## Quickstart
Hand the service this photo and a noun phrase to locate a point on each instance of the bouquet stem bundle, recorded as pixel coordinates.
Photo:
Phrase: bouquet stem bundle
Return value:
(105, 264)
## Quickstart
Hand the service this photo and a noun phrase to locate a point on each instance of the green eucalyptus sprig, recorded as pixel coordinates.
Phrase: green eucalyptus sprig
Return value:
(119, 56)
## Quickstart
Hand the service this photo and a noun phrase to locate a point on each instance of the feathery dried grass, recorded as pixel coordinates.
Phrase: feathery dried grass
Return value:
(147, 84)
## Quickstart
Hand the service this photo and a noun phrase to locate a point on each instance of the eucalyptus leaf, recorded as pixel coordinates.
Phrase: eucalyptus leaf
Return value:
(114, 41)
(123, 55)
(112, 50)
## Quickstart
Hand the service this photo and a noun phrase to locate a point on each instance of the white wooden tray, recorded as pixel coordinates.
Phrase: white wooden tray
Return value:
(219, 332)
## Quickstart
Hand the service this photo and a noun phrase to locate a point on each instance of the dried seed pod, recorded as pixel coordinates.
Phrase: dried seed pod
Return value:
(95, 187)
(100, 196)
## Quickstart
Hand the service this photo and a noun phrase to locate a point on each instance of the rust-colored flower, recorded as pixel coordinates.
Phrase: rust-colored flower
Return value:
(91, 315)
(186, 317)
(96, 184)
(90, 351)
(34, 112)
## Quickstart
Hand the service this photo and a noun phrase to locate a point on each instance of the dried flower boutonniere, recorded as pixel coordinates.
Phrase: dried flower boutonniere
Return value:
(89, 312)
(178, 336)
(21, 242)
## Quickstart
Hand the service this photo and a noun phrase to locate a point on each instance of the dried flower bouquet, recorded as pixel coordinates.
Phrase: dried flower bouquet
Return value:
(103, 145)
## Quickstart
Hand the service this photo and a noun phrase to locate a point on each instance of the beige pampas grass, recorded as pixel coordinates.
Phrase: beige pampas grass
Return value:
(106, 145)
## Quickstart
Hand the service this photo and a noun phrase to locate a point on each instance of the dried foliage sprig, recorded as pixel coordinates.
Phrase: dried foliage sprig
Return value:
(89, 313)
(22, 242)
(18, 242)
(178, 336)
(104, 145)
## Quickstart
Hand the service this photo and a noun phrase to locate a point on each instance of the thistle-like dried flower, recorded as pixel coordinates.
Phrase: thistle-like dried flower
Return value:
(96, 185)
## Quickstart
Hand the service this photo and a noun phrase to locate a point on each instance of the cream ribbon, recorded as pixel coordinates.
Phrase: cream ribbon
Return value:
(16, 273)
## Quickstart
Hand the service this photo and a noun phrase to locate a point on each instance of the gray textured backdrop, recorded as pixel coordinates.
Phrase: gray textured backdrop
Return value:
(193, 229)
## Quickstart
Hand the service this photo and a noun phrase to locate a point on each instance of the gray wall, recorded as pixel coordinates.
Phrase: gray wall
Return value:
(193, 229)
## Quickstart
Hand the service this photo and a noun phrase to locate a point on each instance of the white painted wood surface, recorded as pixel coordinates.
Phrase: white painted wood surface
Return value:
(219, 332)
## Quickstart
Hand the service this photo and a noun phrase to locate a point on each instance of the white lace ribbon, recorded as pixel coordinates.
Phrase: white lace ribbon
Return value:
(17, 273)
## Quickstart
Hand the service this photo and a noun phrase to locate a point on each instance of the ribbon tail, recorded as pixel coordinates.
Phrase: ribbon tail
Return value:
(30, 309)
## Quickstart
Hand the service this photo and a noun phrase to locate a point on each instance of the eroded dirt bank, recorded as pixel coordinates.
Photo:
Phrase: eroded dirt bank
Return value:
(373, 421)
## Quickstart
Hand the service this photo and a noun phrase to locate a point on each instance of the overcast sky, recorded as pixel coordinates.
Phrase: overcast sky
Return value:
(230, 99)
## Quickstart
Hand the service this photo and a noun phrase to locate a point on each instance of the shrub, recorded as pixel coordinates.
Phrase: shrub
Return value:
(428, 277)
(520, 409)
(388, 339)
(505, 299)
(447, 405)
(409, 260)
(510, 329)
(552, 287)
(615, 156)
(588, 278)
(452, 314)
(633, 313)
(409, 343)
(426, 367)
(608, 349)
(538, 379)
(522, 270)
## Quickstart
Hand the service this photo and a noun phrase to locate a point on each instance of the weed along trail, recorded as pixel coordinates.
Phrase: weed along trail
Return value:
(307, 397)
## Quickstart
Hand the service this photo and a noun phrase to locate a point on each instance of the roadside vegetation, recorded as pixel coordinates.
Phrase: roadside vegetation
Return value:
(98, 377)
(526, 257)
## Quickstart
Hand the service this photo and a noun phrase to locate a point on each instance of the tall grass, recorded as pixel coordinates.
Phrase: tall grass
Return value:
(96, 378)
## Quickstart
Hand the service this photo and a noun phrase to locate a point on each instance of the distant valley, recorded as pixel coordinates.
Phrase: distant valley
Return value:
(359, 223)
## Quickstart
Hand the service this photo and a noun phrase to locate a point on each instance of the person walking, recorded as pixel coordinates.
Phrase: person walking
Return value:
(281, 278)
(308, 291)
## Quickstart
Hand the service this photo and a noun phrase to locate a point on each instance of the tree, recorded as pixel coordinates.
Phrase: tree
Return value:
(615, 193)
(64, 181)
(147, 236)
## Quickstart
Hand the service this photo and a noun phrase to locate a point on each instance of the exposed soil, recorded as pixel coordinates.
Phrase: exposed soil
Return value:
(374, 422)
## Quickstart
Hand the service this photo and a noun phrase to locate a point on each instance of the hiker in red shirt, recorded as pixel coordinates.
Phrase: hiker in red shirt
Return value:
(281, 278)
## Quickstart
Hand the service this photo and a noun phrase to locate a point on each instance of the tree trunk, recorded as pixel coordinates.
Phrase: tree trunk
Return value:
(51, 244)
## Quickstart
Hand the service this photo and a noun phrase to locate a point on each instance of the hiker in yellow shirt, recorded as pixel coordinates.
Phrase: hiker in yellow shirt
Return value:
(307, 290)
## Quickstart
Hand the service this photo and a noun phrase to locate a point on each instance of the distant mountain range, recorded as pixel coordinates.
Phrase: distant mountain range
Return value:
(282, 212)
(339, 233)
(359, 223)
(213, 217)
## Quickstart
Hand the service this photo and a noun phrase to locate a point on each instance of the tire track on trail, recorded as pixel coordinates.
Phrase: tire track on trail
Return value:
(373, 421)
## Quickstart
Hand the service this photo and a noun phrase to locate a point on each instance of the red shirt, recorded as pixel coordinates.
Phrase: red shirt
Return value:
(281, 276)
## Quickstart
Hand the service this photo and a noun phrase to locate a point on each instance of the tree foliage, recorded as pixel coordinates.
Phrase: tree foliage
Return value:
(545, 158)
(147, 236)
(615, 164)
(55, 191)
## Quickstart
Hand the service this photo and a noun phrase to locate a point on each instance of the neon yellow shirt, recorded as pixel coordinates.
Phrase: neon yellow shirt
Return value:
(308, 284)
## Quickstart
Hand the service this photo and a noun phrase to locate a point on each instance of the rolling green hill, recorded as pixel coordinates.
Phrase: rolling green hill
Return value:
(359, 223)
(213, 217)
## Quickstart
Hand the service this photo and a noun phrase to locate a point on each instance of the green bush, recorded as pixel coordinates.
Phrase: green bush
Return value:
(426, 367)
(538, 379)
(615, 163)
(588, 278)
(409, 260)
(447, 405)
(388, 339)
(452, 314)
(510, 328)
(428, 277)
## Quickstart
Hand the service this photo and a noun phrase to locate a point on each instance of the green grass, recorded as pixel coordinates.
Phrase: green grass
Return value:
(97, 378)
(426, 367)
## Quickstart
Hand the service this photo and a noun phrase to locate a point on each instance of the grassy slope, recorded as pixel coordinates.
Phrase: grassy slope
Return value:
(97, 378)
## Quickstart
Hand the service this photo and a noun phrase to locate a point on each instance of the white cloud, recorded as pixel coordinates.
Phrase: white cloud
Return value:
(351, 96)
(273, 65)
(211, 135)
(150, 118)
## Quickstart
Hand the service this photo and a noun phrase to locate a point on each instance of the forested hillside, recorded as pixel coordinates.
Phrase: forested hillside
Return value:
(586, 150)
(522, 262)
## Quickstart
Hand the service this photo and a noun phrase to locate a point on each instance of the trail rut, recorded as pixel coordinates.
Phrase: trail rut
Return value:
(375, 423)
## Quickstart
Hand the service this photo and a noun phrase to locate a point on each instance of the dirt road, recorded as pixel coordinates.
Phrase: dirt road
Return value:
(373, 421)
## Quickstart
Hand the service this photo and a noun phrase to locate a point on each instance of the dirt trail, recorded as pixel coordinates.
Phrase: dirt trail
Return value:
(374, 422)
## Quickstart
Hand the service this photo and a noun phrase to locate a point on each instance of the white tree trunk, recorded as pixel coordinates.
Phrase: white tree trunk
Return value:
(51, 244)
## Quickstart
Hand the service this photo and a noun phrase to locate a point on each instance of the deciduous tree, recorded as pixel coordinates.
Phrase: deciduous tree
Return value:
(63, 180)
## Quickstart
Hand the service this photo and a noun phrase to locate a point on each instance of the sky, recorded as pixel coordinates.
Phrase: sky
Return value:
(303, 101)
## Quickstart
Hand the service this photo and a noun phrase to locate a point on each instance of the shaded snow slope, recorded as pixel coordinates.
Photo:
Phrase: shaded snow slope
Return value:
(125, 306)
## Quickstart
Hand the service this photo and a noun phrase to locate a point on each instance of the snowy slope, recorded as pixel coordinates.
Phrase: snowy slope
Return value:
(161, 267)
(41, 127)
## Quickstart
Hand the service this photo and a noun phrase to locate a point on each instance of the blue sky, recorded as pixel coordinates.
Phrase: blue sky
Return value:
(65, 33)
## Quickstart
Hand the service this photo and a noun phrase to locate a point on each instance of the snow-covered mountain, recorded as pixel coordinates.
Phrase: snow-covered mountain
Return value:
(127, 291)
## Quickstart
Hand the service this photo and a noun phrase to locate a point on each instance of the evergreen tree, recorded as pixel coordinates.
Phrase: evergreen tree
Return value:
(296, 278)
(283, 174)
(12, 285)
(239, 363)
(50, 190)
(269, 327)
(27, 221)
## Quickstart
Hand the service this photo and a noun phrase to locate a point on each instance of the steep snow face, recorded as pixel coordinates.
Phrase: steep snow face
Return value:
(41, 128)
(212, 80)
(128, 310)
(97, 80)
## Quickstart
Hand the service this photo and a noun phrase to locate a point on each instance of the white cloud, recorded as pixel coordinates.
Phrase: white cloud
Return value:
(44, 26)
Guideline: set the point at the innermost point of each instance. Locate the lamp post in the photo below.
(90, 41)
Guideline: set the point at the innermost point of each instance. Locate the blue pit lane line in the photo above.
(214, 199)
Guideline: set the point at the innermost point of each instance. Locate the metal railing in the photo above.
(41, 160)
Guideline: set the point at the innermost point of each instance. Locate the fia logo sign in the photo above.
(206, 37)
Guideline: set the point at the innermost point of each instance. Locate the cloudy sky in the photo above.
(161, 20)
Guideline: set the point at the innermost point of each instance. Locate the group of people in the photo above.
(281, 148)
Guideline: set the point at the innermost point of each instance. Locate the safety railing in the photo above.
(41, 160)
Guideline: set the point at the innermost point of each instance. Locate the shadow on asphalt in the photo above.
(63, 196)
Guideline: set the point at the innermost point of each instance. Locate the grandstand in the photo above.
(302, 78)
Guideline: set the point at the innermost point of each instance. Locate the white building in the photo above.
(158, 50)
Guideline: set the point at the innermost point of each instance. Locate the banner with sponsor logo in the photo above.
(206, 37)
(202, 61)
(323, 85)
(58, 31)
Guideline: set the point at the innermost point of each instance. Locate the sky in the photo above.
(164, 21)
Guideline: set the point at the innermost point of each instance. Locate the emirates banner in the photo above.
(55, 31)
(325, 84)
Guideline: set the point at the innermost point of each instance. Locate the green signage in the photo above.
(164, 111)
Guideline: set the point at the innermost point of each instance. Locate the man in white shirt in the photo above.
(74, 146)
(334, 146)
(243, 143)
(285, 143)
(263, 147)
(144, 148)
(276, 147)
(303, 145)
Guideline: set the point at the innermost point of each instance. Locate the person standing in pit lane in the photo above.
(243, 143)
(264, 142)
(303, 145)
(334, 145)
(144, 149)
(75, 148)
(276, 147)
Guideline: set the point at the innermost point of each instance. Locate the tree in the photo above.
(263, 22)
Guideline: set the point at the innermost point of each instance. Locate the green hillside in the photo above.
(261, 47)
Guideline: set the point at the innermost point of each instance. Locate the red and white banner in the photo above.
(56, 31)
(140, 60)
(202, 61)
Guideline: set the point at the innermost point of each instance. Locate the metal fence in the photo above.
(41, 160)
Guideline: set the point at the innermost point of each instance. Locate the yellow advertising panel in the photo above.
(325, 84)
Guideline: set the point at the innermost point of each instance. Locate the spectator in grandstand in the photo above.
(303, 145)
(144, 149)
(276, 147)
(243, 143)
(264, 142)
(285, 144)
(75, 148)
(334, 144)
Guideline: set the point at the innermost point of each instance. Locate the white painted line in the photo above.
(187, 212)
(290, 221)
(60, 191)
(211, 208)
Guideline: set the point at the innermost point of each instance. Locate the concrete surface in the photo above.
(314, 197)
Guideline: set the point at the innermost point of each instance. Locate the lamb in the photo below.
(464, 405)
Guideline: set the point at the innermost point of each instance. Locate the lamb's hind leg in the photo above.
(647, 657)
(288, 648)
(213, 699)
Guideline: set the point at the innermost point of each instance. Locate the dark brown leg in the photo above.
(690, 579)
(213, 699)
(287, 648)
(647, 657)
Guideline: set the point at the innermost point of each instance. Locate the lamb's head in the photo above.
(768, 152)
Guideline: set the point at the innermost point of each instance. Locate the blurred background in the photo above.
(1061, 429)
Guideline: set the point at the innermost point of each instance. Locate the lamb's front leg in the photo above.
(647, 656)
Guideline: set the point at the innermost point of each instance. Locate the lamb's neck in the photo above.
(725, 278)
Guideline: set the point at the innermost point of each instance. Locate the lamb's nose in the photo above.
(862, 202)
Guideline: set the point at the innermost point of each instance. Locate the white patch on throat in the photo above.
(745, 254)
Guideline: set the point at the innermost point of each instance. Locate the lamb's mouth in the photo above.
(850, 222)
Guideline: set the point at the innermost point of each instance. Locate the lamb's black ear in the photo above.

- - -

## Description of the task
Quote the lines of the material exactly, from the line containing "mouth in the photo above." through the final line of the material, including both.

## Solved problem
Guideline: set the point at the innermost point of each instance. Locate the lamb's mouth in the photo above.
(850, 222)
Guideline: set the point at the innermost point of each instance. Locate the lamb's black ear in the photo above.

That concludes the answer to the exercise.